**To be done:**
Give every entry again, word for word and in full.
start
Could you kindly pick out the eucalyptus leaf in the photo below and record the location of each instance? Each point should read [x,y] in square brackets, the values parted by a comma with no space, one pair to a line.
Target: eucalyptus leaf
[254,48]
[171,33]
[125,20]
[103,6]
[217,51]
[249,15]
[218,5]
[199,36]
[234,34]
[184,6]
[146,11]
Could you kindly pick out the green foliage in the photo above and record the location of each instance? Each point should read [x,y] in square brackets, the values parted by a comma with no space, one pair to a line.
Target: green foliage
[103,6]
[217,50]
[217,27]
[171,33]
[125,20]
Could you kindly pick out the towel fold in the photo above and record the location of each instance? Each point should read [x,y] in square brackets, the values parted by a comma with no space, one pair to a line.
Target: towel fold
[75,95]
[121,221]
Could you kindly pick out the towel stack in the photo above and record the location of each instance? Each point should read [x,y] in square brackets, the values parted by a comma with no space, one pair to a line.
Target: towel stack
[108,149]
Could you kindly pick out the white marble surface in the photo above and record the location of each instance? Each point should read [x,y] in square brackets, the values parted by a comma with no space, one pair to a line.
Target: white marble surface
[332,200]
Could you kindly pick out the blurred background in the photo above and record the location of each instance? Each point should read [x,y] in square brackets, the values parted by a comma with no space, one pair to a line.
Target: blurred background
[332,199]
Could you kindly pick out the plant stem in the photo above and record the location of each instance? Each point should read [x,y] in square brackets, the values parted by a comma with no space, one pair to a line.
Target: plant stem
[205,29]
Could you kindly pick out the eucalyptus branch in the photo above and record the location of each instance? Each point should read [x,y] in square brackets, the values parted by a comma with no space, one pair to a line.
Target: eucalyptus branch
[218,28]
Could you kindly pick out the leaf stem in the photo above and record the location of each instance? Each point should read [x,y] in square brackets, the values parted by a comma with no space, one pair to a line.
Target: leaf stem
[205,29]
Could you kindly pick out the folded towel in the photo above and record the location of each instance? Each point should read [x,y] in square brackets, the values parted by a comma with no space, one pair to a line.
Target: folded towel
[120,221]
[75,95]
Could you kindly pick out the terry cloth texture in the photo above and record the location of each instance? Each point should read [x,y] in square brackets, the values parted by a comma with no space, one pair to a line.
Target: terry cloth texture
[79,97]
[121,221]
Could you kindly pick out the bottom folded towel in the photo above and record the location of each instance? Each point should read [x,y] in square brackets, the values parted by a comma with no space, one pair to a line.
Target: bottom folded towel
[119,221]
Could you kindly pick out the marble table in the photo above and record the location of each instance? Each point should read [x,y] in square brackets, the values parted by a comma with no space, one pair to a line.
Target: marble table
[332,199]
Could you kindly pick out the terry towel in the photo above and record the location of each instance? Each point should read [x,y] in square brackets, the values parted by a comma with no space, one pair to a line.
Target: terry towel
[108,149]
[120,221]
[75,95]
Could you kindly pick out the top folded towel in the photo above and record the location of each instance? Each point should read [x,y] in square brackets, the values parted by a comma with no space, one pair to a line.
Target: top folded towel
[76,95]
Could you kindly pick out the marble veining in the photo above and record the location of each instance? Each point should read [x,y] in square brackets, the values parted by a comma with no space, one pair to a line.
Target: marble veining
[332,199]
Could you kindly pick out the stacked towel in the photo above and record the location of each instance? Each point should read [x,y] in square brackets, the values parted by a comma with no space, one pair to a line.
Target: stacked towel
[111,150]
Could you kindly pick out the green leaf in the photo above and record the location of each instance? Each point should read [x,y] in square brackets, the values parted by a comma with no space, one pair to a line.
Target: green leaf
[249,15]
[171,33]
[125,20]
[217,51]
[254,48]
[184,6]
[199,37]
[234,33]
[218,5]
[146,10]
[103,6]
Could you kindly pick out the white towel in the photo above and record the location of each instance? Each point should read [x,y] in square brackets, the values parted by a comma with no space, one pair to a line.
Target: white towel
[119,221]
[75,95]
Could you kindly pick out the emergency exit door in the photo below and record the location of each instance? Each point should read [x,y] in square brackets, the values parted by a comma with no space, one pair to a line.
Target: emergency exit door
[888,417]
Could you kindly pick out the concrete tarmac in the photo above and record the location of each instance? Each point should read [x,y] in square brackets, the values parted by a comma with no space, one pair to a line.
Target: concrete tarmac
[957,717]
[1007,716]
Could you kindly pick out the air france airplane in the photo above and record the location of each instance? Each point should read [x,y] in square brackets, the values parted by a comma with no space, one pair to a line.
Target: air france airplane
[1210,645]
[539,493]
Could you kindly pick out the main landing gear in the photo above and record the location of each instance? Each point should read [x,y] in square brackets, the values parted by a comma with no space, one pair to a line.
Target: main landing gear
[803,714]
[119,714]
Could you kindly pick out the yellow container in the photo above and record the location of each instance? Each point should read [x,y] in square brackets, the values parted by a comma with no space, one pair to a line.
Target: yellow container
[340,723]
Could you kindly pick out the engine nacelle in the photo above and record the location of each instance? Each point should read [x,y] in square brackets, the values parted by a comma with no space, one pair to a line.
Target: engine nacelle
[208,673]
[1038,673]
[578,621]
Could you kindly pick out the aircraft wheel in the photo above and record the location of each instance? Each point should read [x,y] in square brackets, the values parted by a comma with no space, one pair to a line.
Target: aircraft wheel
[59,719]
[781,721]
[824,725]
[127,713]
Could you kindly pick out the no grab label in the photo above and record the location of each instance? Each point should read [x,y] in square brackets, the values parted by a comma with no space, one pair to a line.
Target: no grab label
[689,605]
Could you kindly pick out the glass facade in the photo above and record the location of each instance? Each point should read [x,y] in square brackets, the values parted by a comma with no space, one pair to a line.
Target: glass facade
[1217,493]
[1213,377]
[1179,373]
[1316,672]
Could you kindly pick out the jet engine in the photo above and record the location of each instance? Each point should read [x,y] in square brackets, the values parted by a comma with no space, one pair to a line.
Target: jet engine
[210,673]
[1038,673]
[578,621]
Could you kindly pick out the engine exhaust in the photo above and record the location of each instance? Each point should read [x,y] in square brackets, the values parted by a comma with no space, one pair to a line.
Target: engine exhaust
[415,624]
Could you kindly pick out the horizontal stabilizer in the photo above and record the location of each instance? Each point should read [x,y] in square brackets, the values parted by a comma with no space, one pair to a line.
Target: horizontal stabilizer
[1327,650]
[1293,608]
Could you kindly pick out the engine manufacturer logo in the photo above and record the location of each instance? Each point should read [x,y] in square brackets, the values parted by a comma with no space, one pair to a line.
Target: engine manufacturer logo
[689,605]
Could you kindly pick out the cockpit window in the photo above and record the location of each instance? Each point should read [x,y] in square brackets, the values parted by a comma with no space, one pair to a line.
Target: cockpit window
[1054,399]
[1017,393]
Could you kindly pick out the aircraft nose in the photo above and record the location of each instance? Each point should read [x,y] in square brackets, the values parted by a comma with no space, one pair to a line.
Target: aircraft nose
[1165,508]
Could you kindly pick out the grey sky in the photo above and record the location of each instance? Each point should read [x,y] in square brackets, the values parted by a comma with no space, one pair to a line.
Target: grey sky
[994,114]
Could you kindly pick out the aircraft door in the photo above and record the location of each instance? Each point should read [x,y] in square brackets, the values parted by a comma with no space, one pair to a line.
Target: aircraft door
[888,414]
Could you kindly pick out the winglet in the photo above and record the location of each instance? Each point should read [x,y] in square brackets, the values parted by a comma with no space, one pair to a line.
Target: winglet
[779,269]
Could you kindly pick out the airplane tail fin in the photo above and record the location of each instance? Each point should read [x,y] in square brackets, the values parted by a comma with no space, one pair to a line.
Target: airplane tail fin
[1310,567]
end
**Full answer:**
Could you kindly pick out the eucalyptus leaf in the photo below and record the location of each instance? Each point should read [x,y] in square brackets, the values parted by a comma with no space, one pair to a line.
Target: eucalyptus leaf
[254,48]
[171,33]
[125,20]
[103,6]
[217,51]
[249,15]
[218,5]
[199,36]
[234,34]
[184,6]
[146,11]
Could you kindly pick out the green foliage in the photo above and record the location of each instance? Each point should read [x,y] in square brackets, the values parted by a comma with no space, one pair to a line.
Target: green foliage
[103,6]
[217,50]
[217,27]
[171,33]
[125,20]
Could you kindly pick out the towel fold in the photo above and record the location of each instance? Each point should read [x,y] in square brackets, the values parted by a comma with no space, one pair to a line.
Target: towel fold
[75,95]
[121,221]
Could you kindly pick out the towel stack in the photo above and record the location of each instance? Each point should read [x,y] in square brackets, the values parted by a comma with no space, one pair to a line.
Target: towel stack
[108,149]
Could you kindly pick out the white marble surface in the photo above and record the location of each instance? Each point should read [x,y] in square brackets, the values parted by a comma with no space, one pair to a line.
Target: white marble surface
[332,200]
Could you kindly pick out the blurred background in the photo above and record the location of each instance? Each point should read [x,y] in square brackets, the values parted by a comma with no space, one pair to a line.
Target: blurred background
[332,199]
Could you kindly pick out the plant stem in the photo above and record the location of each instance? Each point should read [x,y] in square brackets, the values parted by a comma with no space, one pair to a line.
Target: plant stem
[205,29]
Could you kindly pick out the eucalyptus branch in the photo above and record the location of each instance? Each point should read [x,y] in square brackets, the values parted by a comma with no space, one pair to a line.
Target: eucalyptus branch
[218,28]
Could you kindly pick out the leaf stem in the photo above and record the location of each instance? Each point should read [x,y] in square brackets, the values parted by a comma with no space, one pair to a line.
Target: leaf stem
[205,29]
Could you kindly pick out the folded towel in the photo above and record the location of each instance? Each point should read [x,y] in square brackets, the values parted by a comma with no space, one pair to a line.
Target: folded towel
[120,221]
[75,95]
Could you kindly pick out the terry cloth texture in the photo above and record the location of each instance? Each point should read [x,y] in square brackets, the values parted by a comma with no space, one pair to a line.
Target: terry cloth texture
[79,97]
[121,221]
Could you kindly pick out the bottom folded towel in the photo above and record the location of each instance? Each point should read [x,y] in square brackets, the values parted by a comma with no space, one pair to a line.
Target: bottom folded towel
[119,221]
Could you kindly pick out the marble table in the photo above and record the location of each instance? Each point should read [x,y] in square brackets, the values parted by a comma with no space, one pair to a line.
Target: marble table
[332,199]
Could you kindly pick out the terry towel in the photo above and record the location of each instance? Each point should read [x,y] in square brackets, the values parted by a comma with no space, one pair to a line.
Target: terry towel
[108,149]
[120,221]
[75,95]
Could you kindly pick out the top folded towel in the photo above and record the location of each instance? Each point should read [x,y] in square brackets, the values parted by a comma with no space, one pair to a line.
Target: top folded towel
[76,95]
Could you kindly pick out the marble veining in the photo above and record the location of each instance? Each point should read [x,y] in square brackets, the values parted by a comma with no space, one pair to a line.
Target: marble veining
[332,199]
Could you kindly pick out the stacked towel in the photo above and record the location of each instance? Each point should read [x,y] in square brackets, the values parted by a comma with no space, one pair to a line.
Target: stacked towel
[111,150]
Could you kindly pick out the green leaf in the photo above and record the location of each instance? Each point should read [x,y] in square brackets, the values parted by a comma with no space, one pair to a line.
Target: green leaf
[249,15]
[171,33]
[125,20]
[217,51]
[254,48]
[184,6]
[199,37]
[234,33]
[218,5]
[146,10]
[103,6]
Could you kindly pick out the white towel in the photo above and record the location of each instance? Each point should read [x,y] in square brackets, the values parted by a comma with no space, one pair to a line.
Target: white towel
[119,221]
[75,95]
Could you kindly pick out the emergency exit door in the photo below and record the location of each instance? Each point should read [x,y] in square brackets, the values parted by a comma with no space, one pair to a line.
Target: emergency exit door
[888,417]
Could you kindly pick out the concrete tarmac in the photo above and record the location of each instance? Each point should read [x,y] in square brackets, the values parted by a comma with no space, one pair to a line.
Target: concrete tarmac
[957,717]
[1007,716]
Could you kindly pick out the air france airplane in the photo above and record the location of each instance? Each point should read [x,y] in square brackets, the values parted by a comma with no space, one pair to a line.
Target: air france airplane
[1210,645]
[539,493]
Could you kindly pick out the main landing gear in the photo above and record the location of each instance? Each point should read [x,y] in square brackets, the values parted by a comma with no space, one pair to a line.
Target: main landing gear
[803,714]
[119,714]
Could you kindly pick out the yellow container in the photo above and record the location of each instance? Each point should read [x,y] in square brackets, the values parted by a comma with no space, one pair to a line.
Target: yellow container
[340,723]
Could you kindly pick out the engine nacelle in the photo above and record the location of each instance? Each point should read [x,y] in square brackets, the values parted by a comma with no space, one pair to a line.
Target: engine nacelle
[208,673]
[1038,673]
[578,621]
Could you kindly pick out the aircraft wheel in the photo above and record the location of each instance? Each point should read [x,y] in square brackets, the values parted by a comma with no space, one pair to a line.
Target: aircraft wheel
[59,719]
[781,721]
[824,725]
[127,713]
Could you kindly pick out the no grab label in the photo above and record the location of each instance? Each point should read [x,y] in square brackets, the values parted by a comma with no space, one pair to a line.
Target: no grab label
[689,605]
Could you kindly pick out the glass facade in the photo above and record the location of each instance? Each point should read [x,y] in square brackets, the values parted by a comma with no space, one pair to a line.
Target: glass facade
[1217,493]
[1213,377]
[1179,373]
[1316,672]
Could you kindly pick out the jet engine in the photo above and record the location of each instance? Each point should read [x,y] in square brackets, the values parted by a comma with no space, one pair to a line.
Target: jet engine
[210,673]
[1038,673]
[578,621]
Could you kindly pick out the engine exhaust in the photo above and record the location of each instance? Each point should read [x,y] in square brackets, the values parted by a comma with no space, one pair to a line.
Target: engine exhaust
[415,624]
Could you kindly pick out the horizontal stabilizer in the photo above and record the location of each instance? Each point should read [x,y] in square brackets, the values parted by a comma with no space, one pair to a line.
Target: horizontal stabilizer
[1327,650]
[1293,608]
Could you kindly pick out the engine manufacturer logo in the photo above and record the location of each instance? Each point should read [x,y] in square brackets, the values parted by a comma with no space, one pair to a line.
Target: engine manufacturer logo
[689,605]
Could you kindly pick out the cockpit window in the photo above and record the location of each instance? Each point should read [x,y] in square brackets, the values parted by a comma with no space, one pair to a line.
Target: cockpit window
[1054,399]
[1017,393]
Could you kindly pick out the aircraft nose in the photo above and record the location of each instance? Each point should read [x,y] in square brackets, the values parted by a comma with no space, one pair to a line.
Target: aircraft nose
[1165,508]
Could you kindly pick out the grey sky in the photo above and record the location of each instance? Each point should read [x,y] in square brackets, the values parted by a comma with no space, one pair to a line.
Target: grey sky
[994,114]
Could you kindly pick out the aircraft door in the photo above and record the location of each instance? Each point should read [x,y] in square brackets, the values parted by a comma with no space, one pair to a line.
Target: aircraft door
[888,414]
Could you kindly pick out the winglet in the photo above and record the location of each instance? Each point should read [x,y] in square brackets, the values parted by a comma with no space, one pair to a line.
Target: winglet
[779,269]
Could you kindly pick out the airplane tail fin in the photo above and record the location of each instance? Each point should read [x,y] in square brackets, the values parted by a comma with no space, one pair to a line.
Target: airplane tail fin
[1310,567]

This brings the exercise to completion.